## Text
<<<<

Thus, it would be a matter for the Crown, as represented in Scotland by the QLTR, to decide whether or not to grant the crofters conveyances of the croft land tenanted by them. In the event of the QLTR declining to do so, it would be open to the crofters to apply to the Court for orders authorising them to acquire the croft land tenanted by them, and requiring the QLTR to convey it to them or their nominees, and a failure on the part of the QLTR to execute a conveyance in compliance with such an order within a reasonable time would have the potential to bring section 16 (2) of the 1993 Act into play.

>>>>

A block of data
<<<<

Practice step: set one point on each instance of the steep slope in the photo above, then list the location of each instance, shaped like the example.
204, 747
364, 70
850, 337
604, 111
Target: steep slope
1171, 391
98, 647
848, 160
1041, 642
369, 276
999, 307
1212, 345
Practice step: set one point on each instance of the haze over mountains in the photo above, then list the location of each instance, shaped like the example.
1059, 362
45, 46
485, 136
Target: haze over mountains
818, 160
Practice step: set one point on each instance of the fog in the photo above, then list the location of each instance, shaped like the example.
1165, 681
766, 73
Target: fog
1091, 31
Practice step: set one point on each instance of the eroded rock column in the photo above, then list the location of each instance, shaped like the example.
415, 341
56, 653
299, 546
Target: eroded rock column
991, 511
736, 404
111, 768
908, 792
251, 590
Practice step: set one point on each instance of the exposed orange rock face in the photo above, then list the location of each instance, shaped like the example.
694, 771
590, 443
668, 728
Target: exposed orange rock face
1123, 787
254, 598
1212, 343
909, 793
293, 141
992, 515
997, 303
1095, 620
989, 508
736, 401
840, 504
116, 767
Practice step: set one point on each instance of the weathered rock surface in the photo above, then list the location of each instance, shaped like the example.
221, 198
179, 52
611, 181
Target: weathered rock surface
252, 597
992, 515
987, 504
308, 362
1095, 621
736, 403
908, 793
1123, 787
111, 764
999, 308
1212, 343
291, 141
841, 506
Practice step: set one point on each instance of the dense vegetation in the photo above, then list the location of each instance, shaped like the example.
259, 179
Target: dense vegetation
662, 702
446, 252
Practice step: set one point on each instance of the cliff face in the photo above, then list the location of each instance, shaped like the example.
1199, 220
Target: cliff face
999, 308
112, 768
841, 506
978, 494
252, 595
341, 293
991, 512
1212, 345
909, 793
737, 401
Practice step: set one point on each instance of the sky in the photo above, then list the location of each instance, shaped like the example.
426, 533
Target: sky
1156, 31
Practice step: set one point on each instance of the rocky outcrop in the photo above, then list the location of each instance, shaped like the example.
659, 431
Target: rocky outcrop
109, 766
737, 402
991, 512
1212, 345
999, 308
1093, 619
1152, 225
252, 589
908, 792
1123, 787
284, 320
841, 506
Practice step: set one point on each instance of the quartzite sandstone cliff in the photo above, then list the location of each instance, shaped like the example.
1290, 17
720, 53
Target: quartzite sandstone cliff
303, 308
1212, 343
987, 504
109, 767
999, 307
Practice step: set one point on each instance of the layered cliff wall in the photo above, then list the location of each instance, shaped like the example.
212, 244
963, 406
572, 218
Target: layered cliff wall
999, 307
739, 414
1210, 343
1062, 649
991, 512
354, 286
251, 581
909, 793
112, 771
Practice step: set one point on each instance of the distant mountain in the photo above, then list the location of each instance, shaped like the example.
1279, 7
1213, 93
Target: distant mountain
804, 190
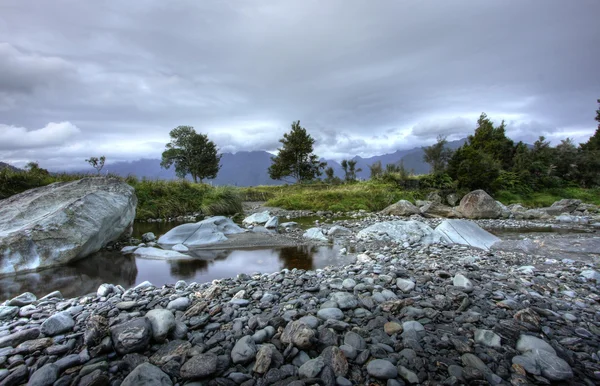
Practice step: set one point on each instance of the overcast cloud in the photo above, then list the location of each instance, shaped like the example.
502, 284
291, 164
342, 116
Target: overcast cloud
85, 78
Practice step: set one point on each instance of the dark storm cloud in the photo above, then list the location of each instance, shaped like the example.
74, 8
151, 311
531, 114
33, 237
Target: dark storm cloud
364, 78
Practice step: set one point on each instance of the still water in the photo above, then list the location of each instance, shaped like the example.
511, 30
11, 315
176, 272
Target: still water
84, 276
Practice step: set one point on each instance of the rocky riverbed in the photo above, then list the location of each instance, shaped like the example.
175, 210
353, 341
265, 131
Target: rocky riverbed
403, 313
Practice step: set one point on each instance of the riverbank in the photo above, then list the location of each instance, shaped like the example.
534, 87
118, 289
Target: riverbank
402, 313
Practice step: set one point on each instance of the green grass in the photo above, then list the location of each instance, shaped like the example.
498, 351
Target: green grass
156, 198
548, 197
366, 195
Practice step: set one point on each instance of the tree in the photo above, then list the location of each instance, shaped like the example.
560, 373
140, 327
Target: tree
437, 155
295, 158
191, 153
350, 170
376, 170
96, 163
593, 144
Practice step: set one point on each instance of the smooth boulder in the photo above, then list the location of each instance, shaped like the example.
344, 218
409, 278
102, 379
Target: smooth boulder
401, 208
65, 221
479, 204
402, 231
466, 233
212, 230
257, 218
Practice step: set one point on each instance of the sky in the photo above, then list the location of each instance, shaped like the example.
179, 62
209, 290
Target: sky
90, 78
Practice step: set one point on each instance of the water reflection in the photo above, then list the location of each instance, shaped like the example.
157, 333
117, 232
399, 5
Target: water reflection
79, 278
86, 275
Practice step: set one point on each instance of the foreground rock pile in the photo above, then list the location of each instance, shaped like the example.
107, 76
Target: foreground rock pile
419, 315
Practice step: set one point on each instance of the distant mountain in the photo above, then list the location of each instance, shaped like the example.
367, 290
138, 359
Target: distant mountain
4, 165
249, 168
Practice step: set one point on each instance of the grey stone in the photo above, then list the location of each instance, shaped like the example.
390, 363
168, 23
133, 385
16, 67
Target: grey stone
330, 313
487, 338
199, 366
311, 368
315, 234
257, 218
344, 300
133, 335
407, 375
212, 230
44, 376
179, 304
528, 343
244, 350
401, 231
153, 253
8, 312
148, 375
162, 322
478, 204
405, 285
299, 334
16, 338
382, 369
466, 232
148, 237
58, 323
272, 223
38, 226
22, 300
462, 282
401, 208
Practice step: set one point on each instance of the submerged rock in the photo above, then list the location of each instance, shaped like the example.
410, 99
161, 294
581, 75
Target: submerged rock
479, 204
257, 218
62, 222
401, 231
212, 230
466, 233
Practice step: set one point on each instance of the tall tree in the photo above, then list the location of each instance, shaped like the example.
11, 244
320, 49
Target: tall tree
191, 153
295, 158
376, 170
437, 155
350, 170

>>>>

## Challenge
Please repeat the crofting text word for word, everything from "Thus, it would" down to "Act into play.". The records play no part in any of this.

## Expected answer
Thus, it would be a matter for the Crown, as represented in Scotland by the QLTR, to decide whether or not to grant the crofters conveyances of the croft land tenanted by them. In the event of the QLTR declining to do so, it would be open to the crofters to apply to the Court for orders authorising them to acquire the croft land tenanted by them, and requiring the QLTR to convey it to them or their nominees, and a failure on the part of the QLTR to execute a conveyance in compliance with such an order within a reasonable time would have the potential to bring section 16 (2) of the 1993 Act into play.